* _GOAL_: Rewrite all the lines below, requests included, and shift each answer coordinate by adding 14 to both of its numbers. Leave the sample coordinates inside the requests unchanged.

* _DATA SHOWN_:

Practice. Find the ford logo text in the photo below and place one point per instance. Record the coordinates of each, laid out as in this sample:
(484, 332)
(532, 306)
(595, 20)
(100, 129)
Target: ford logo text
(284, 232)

* _SOLUTION TO THE EXERCISE_:
Practice. Find the ford logo text in the photo below and place one point per instance. Record the coordinates of each, laid out as in this sample:
(484, 332)
(532, 306)
(595, 20)
(100, 129)
Target: ford logo text
(298, 246)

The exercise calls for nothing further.